begin

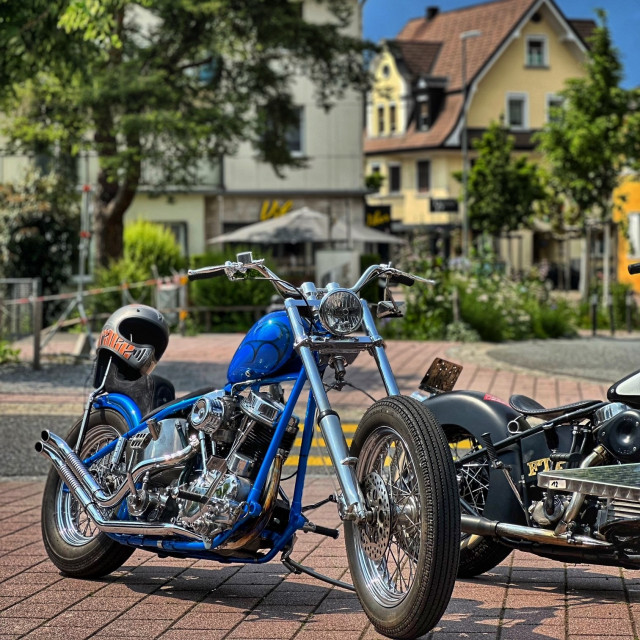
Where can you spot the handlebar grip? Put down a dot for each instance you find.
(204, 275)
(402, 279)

end
begin

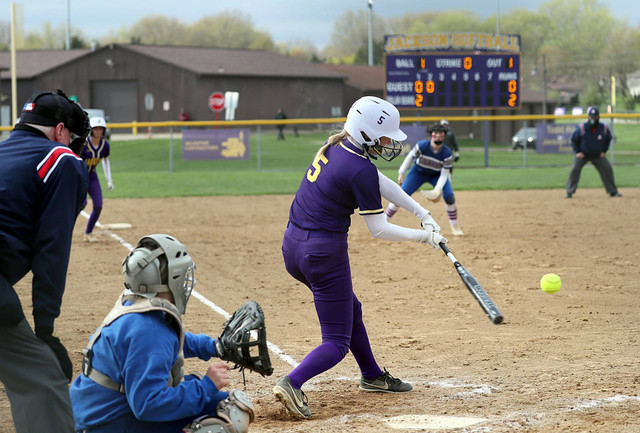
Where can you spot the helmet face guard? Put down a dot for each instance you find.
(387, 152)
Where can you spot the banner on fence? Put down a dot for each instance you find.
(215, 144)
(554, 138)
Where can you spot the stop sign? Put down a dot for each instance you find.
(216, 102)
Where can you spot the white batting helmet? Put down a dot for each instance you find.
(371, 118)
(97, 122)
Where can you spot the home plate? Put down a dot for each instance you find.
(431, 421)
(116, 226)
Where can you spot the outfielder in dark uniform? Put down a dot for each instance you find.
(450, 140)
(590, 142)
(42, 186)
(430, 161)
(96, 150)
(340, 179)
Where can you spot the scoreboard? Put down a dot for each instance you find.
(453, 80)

end
begin

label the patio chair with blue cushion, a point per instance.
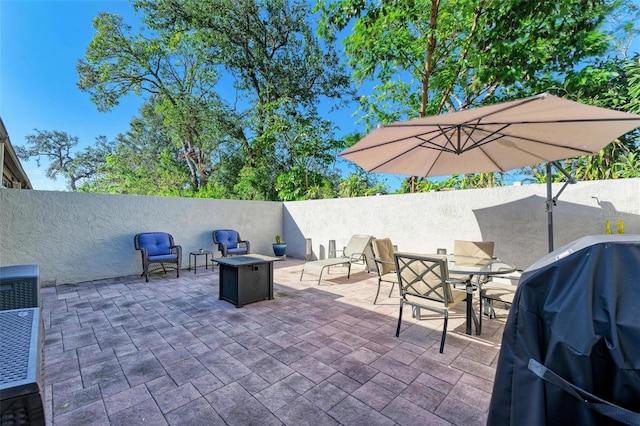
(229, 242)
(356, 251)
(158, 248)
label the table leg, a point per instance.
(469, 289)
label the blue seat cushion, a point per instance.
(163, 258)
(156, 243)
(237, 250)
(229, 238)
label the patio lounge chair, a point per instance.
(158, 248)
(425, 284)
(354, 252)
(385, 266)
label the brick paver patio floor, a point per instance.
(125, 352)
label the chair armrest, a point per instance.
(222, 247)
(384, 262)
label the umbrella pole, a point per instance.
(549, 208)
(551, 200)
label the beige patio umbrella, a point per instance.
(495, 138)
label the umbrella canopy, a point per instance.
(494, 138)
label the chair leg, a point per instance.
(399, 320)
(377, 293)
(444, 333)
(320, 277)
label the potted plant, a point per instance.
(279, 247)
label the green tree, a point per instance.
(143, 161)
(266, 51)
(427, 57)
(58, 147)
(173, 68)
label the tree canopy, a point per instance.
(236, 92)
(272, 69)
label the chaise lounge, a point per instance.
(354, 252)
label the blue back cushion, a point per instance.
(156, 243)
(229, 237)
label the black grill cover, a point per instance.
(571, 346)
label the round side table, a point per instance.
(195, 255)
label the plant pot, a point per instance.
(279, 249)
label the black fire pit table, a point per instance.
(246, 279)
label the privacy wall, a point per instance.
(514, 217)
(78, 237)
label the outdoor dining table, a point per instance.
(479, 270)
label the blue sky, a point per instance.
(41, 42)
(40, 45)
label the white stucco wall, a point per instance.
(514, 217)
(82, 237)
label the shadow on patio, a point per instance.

end

How many lines in the rows above contain the string "spot", matching case exactly? Reply with the number alone.

= Answer to the problem =
8